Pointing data

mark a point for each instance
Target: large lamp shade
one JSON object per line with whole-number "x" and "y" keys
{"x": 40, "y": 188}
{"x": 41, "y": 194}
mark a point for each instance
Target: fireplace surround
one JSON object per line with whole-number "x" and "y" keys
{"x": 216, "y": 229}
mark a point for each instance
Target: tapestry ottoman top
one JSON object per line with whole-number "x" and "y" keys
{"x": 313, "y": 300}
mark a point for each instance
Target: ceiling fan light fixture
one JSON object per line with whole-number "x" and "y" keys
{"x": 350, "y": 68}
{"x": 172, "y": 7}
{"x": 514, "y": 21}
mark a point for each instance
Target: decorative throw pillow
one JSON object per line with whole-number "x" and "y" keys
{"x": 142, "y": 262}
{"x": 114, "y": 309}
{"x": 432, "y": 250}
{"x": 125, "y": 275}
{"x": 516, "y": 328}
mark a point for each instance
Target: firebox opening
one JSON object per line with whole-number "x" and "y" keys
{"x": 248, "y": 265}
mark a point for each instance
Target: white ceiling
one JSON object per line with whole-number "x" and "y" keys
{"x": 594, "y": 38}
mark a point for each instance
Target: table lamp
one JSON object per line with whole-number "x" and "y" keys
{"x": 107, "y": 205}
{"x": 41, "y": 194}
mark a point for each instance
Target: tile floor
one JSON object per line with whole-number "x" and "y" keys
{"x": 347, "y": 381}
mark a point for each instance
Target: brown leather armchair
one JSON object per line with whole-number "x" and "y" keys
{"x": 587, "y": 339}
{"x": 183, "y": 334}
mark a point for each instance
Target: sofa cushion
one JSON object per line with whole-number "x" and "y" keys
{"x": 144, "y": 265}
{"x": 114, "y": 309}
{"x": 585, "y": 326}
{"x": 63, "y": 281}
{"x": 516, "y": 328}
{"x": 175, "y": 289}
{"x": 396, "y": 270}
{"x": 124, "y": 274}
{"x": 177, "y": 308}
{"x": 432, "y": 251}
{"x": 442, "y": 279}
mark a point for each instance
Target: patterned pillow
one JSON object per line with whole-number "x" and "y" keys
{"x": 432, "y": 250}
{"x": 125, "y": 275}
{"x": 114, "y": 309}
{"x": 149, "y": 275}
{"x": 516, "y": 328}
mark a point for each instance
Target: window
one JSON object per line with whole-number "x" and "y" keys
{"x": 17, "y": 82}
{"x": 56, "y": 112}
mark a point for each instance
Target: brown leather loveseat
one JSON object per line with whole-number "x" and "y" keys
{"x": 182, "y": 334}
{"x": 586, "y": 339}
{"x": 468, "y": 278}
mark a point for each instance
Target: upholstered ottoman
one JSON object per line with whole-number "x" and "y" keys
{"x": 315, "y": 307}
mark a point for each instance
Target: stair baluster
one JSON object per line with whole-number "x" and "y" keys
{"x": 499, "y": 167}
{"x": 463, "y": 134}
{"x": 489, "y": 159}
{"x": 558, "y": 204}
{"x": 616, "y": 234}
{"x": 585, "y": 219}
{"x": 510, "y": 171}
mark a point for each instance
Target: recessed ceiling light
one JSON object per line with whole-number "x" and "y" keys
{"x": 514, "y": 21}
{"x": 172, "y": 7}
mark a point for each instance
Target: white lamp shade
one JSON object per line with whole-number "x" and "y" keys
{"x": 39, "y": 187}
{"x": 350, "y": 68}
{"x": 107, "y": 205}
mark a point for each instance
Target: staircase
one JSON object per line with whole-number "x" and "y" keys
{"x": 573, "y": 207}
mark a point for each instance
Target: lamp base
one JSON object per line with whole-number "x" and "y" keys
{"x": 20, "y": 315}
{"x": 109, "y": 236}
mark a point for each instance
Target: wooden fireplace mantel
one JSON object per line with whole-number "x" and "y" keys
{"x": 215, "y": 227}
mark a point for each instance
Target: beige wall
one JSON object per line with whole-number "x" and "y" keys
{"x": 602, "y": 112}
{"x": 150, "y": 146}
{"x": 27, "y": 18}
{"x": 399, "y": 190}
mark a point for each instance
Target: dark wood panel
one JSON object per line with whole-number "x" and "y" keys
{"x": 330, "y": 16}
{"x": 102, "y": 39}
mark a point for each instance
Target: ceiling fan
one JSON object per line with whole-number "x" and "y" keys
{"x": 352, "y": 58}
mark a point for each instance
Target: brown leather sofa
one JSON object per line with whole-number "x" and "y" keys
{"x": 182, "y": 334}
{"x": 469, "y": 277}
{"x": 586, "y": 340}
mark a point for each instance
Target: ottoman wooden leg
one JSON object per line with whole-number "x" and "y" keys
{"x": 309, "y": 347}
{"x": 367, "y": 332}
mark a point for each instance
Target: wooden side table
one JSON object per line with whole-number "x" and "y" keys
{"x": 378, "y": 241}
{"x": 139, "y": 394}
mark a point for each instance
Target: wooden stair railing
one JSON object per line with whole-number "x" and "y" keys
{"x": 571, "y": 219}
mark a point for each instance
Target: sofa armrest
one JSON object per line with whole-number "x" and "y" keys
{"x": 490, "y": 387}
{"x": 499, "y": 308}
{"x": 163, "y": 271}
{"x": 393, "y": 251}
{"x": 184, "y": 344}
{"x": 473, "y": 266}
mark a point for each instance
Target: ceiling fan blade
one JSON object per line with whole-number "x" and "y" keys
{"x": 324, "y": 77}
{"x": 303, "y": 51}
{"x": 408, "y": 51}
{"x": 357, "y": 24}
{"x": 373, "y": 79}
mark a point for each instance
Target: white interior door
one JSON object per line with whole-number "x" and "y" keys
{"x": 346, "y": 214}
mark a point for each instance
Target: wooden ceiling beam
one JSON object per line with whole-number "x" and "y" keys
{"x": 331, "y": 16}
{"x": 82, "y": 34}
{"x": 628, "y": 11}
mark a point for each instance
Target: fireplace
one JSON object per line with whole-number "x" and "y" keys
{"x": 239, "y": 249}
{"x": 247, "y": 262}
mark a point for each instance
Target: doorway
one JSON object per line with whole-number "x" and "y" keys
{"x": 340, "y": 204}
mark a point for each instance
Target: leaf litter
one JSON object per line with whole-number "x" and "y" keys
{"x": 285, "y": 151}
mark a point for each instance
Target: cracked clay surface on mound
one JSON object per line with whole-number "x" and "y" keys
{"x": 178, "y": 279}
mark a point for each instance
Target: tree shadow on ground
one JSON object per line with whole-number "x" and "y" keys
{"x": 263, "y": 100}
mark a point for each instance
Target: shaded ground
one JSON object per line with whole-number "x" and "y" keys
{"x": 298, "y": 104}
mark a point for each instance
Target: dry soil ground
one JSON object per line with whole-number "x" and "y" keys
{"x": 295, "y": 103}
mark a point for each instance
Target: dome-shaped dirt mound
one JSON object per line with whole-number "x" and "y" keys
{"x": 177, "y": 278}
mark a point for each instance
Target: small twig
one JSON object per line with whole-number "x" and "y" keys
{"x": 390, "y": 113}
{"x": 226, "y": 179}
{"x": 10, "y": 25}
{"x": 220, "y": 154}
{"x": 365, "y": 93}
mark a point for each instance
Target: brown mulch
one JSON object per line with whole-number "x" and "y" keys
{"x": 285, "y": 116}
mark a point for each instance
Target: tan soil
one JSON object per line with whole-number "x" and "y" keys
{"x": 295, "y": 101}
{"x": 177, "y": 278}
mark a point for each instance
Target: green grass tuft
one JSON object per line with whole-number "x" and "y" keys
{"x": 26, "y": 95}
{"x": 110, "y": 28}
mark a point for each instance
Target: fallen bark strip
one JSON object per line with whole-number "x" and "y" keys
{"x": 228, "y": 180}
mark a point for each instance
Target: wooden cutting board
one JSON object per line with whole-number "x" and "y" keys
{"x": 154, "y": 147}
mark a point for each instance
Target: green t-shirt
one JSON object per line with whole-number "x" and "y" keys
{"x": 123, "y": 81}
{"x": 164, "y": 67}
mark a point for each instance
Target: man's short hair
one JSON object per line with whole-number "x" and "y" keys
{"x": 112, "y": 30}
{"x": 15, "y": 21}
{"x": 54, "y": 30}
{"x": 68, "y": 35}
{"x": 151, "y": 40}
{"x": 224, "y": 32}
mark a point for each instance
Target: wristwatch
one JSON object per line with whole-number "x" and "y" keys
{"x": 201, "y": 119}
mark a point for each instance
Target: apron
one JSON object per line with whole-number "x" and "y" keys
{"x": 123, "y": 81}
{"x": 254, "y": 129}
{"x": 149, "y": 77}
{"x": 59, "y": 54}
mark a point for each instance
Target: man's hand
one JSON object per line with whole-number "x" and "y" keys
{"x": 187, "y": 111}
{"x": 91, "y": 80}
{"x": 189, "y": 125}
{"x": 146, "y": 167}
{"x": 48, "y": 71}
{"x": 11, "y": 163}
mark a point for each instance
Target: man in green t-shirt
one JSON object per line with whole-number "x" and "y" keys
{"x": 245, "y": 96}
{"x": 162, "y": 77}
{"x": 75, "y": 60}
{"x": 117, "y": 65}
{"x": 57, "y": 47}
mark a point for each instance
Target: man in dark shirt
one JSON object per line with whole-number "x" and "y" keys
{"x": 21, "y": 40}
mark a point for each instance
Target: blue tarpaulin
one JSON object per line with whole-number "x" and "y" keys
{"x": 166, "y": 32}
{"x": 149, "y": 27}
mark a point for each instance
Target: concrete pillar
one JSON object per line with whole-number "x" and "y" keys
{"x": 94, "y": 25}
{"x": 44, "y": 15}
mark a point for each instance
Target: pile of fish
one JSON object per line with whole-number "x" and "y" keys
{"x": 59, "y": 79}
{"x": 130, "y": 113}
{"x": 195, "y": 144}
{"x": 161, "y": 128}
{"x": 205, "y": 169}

REQUEST> Pull out every line of the data that contains the word "lamp" and list those lines.

SOLUTION>
Target: large lamp shade
Target: table lamp
Target: white lamp shade
Target: lamp base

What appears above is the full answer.